8 years of womensweb

The Baby And The Buddha

Posted: May 16, 2012

“When the baby comes, your life will change” is one of most clichéd statements I’ve ever heard. Yet when he did, nothing could prepare us for the way he completely took over our lives.

I am not about to rave on the agonies and ecstasies of newfound motherhood – it’s too long to be contained in a single post. But I’d love to take you on a tour of what motherhood has done to the house. The living room, to be precise.

Sitting by the candlelit Buddha, I had often prided myself over my living room interiors. Done up in earthy tones of brown and beige, the hall exuded a subdued elegance that came with order and a spartan furnishing. And an expansive sense of space.

I’d curl up with a book on the settee, hours at a stretch, or watch a good old Hindi classic. My favourite sanctuary was however the aforementioned Buddha where, between sips of tea and vacant musings, I savoured many moments of repose.

### Exercise brief
In the post about the baby and the Buddha, rewrite everything from "Posted: May 16, 2012" down to "over our lives.", changing "clichéd" to "worn-out".

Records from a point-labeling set
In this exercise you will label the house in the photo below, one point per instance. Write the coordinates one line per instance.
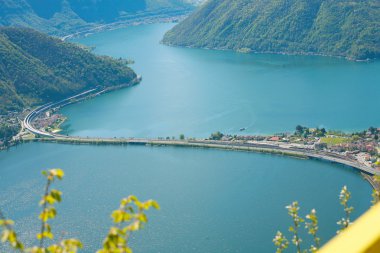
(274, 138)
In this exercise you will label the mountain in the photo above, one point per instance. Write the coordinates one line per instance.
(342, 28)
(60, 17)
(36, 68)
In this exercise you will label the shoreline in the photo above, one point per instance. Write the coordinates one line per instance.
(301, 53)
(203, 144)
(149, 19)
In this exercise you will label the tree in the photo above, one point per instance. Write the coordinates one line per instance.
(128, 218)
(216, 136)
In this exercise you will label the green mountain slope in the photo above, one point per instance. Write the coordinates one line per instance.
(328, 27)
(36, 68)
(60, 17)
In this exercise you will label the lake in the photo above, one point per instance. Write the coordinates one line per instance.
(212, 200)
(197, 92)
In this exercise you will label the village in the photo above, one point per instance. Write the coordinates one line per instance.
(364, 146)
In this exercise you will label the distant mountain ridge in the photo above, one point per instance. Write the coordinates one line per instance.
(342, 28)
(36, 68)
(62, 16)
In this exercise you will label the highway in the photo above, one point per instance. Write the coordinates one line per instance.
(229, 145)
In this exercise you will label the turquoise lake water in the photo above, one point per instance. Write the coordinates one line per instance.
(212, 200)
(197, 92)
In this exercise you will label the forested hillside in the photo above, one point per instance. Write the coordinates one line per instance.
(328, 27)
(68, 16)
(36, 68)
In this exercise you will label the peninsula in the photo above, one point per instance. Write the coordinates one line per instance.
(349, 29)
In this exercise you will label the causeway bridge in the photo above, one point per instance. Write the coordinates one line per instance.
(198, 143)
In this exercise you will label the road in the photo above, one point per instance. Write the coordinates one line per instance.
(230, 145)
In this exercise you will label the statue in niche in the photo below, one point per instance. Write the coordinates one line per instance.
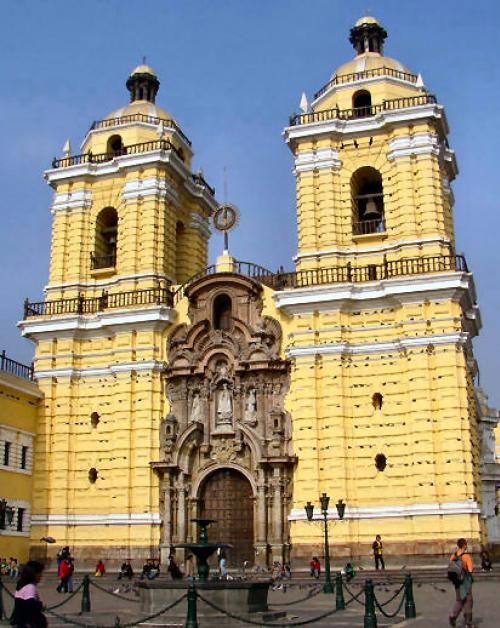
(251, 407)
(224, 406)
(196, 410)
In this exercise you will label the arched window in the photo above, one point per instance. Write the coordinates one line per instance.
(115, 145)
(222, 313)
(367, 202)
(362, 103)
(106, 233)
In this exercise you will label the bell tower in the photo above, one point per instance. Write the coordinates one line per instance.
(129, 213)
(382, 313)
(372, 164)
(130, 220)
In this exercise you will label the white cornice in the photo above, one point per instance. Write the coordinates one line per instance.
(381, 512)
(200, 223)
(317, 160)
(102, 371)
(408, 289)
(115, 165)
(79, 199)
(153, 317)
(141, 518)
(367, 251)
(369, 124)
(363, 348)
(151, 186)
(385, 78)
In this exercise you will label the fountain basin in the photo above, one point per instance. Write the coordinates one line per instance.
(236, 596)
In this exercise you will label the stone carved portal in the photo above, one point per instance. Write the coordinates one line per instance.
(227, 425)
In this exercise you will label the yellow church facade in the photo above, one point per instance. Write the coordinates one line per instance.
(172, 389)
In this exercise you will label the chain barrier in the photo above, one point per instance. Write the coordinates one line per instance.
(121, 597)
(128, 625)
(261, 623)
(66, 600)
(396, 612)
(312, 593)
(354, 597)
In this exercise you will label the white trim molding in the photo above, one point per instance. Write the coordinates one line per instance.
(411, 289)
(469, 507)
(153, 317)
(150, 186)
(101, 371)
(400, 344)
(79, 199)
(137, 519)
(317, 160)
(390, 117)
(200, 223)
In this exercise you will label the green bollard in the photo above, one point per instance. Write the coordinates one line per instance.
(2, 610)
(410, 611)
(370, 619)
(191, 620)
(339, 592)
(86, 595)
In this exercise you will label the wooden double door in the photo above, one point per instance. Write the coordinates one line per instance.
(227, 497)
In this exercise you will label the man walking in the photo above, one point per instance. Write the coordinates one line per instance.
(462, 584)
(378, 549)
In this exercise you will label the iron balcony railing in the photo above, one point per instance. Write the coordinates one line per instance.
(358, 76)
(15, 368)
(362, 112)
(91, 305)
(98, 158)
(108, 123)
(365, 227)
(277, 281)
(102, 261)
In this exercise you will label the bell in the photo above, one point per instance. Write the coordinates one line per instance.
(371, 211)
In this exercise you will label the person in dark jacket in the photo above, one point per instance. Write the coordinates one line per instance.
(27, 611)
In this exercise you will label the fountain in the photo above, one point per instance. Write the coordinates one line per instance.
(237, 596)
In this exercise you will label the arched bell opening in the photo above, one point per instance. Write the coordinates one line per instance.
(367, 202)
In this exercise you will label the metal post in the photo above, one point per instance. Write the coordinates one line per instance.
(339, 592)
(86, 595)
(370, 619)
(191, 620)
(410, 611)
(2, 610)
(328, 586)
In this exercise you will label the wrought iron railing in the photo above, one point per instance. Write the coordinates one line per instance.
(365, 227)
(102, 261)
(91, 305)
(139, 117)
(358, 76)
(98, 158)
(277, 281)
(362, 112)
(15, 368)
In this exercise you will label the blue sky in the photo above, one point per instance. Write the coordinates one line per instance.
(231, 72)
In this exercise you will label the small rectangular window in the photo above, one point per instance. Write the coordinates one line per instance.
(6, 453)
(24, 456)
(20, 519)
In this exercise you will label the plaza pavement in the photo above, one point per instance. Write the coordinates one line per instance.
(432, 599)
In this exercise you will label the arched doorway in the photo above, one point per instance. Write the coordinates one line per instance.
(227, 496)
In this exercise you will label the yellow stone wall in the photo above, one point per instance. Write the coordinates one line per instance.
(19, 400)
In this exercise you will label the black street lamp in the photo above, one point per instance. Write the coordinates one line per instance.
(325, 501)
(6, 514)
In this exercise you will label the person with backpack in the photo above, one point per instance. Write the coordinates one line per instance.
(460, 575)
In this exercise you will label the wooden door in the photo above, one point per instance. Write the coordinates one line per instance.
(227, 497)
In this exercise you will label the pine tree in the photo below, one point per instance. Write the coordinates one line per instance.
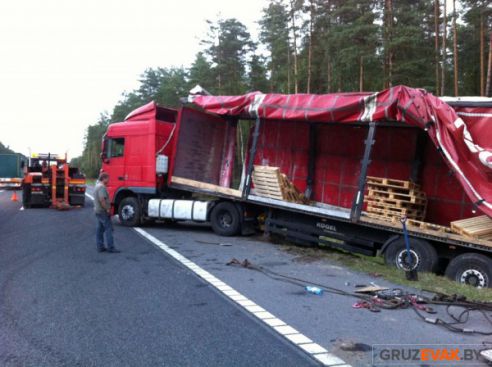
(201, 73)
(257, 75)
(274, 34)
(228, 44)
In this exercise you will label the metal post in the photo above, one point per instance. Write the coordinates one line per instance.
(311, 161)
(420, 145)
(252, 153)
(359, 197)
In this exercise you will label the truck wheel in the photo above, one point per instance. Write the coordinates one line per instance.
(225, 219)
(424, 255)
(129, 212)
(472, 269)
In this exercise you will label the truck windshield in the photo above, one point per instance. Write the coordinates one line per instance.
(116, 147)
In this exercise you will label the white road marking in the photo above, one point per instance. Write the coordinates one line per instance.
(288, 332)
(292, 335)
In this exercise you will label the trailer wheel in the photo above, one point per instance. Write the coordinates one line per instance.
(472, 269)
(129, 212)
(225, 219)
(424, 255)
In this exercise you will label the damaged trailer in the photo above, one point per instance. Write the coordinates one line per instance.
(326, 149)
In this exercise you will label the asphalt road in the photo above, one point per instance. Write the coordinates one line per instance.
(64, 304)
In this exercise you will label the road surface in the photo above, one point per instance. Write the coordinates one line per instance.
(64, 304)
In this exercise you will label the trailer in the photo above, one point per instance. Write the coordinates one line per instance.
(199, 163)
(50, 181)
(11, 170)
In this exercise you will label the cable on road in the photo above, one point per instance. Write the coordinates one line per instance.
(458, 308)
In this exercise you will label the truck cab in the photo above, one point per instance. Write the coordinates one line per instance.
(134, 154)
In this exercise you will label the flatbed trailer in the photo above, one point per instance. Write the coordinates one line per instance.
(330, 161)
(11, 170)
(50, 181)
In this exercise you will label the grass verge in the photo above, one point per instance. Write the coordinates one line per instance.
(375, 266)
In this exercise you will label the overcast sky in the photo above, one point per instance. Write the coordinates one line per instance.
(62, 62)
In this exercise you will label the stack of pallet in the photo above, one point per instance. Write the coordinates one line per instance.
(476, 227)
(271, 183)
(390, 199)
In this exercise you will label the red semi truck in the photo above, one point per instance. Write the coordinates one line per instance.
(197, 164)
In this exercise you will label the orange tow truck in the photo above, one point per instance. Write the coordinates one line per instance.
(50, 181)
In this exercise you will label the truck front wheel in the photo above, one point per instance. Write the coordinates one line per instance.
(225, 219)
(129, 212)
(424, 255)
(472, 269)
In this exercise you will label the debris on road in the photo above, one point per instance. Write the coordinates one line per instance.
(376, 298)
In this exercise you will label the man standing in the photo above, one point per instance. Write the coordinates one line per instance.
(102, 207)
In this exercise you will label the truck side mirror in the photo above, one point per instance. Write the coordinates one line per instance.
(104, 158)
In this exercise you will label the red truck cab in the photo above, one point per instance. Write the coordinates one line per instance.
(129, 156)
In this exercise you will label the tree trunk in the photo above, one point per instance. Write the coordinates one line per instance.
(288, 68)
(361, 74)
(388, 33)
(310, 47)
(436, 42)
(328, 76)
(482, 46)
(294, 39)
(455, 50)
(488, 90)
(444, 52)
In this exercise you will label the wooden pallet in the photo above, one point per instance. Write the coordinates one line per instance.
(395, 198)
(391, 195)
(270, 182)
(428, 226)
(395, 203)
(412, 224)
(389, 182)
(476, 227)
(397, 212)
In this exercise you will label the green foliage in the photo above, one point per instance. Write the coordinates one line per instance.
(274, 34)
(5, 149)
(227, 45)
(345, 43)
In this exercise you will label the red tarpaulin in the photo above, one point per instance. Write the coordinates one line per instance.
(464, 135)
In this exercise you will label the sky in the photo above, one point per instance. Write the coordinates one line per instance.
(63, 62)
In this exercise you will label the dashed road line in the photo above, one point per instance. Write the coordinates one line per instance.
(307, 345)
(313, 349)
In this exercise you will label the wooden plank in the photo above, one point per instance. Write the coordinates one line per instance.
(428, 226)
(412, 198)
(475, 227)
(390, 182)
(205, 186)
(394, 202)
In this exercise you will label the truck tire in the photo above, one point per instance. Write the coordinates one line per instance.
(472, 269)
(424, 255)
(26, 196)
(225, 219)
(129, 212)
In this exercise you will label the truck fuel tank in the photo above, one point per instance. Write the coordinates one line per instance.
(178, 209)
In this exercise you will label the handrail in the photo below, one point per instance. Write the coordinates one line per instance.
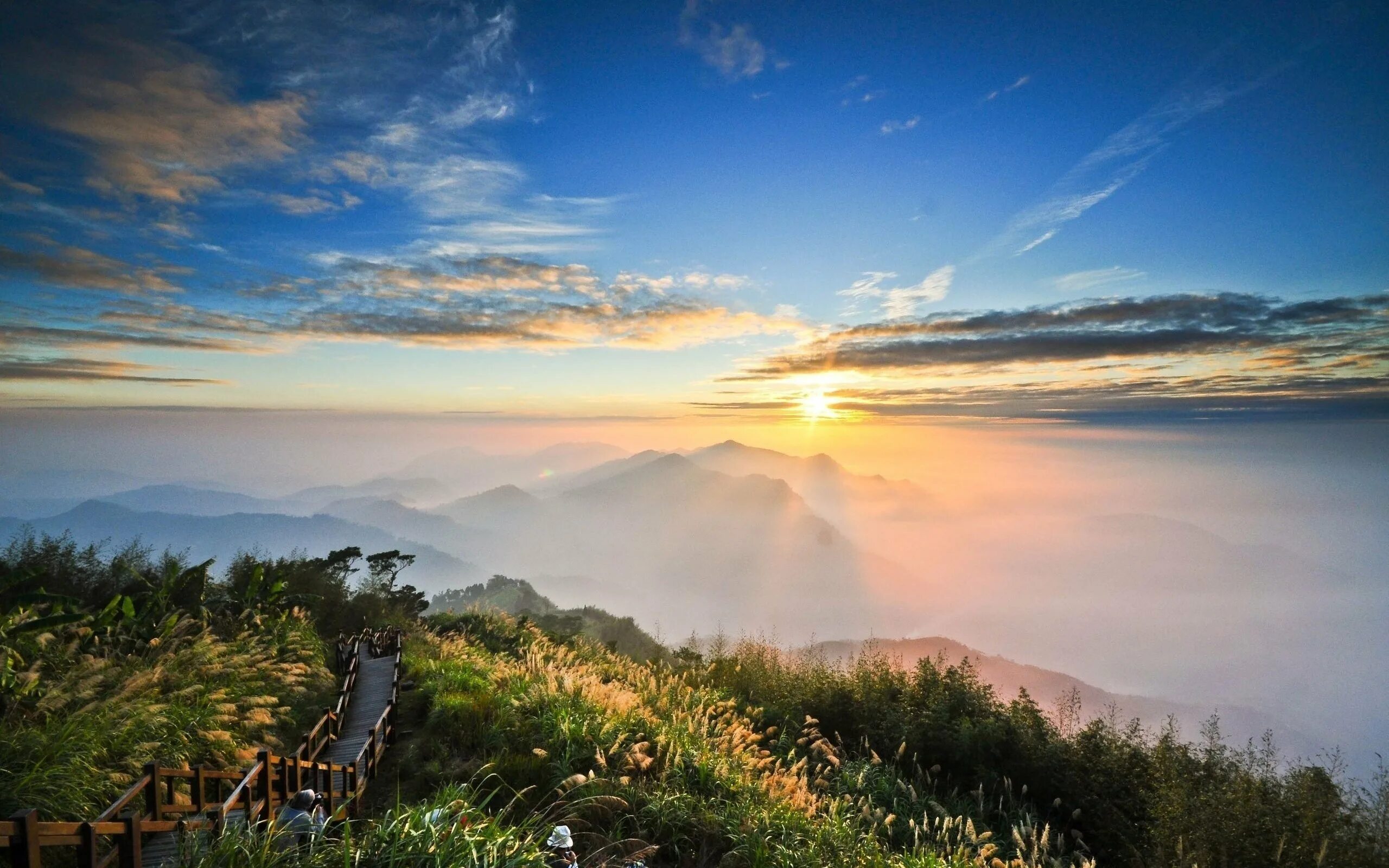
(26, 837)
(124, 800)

### Task output
Posted: May 16, 2012

“When the baby comes, your life will change” is one of most worn-out statements I’ve ever heard. Yet when he did, nothing could prepare us for the way he completely took over our lives.